** START RECORDS FOR THIS EXERCISE **

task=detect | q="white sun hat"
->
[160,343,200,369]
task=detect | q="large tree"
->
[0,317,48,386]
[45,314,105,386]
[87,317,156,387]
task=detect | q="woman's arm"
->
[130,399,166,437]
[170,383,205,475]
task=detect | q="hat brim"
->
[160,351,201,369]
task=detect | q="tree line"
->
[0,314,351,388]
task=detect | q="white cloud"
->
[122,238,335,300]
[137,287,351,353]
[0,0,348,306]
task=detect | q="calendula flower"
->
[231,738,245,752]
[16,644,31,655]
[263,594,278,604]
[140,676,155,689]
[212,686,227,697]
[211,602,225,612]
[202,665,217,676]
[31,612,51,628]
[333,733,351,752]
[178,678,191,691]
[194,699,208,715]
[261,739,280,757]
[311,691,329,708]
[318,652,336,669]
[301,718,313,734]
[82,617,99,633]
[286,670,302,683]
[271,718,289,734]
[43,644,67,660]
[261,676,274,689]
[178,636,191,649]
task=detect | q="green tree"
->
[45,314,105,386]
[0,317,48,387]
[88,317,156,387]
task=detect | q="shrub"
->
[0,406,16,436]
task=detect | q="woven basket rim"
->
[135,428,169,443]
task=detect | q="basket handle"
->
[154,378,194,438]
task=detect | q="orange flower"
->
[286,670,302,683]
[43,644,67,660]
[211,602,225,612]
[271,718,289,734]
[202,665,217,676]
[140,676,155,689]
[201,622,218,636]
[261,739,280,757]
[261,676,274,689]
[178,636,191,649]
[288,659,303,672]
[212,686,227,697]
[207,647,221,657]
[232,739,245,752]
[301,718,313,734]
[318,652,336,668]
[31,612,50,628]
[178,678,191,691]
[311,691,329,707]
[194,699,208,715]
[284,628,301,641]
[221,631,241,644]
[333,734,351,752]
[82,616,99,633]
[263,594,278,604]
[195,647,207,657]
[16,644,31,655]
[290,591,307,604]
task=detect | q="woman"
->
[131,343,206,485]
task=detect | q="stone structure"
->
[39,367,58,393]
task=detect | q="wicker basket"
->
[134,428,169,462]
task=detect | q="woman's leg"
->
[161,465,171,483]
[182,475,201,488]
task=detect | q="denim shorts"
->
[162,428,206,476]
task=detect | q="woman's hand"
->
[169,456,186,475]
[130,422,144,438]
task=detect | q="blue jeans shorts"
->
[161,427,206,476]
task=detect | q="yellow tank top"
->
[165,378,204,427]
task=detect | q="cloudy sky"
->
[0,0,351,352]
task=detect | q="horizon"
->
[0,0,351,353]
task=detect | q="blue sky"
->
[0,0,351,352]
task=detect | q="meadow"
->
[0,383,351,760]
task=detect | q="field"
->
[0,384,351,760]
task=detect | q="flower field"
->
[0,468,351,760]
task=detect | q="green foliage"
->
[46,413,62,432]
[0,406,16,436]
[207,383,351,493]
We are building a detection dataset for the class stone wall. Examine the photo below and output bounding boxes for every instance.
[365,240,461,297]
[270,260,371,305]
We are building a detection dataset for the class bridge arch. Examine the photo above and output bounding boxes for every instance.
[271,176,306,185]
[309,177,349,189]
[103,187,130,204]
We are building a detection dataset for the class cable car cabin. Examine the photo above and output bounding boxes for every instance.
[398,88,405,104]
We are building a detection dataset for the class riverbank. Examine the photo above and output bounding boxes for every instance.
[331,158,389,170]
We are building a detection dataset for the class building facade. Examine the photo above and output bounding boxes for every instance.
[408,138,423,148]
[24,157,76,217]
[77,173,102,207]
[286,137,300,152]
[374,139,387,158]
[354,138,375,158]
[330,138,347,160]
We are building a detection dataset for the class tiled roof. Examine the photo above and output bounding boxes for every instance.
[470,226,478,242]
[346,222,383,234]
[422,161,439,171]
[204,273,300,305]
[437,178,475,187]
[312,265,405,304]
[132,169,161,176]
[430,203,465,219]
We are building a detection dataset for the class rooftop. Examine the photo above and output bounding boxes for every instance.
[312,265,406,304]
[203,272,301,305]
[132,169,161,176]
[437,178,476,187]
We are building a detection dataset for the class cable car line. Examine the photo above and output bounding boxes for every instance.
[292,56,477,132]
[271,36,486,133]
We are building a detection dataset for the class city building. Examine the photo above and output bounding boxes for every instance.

** END RECORDS FOR THIS EXERCISE **

**EXERCISE PROMPT:**
Count the lines in the material that contain the string "green", matching case exactly, and reply with that number alone.

**SOLUTION TO THIS EXERCISE:**
2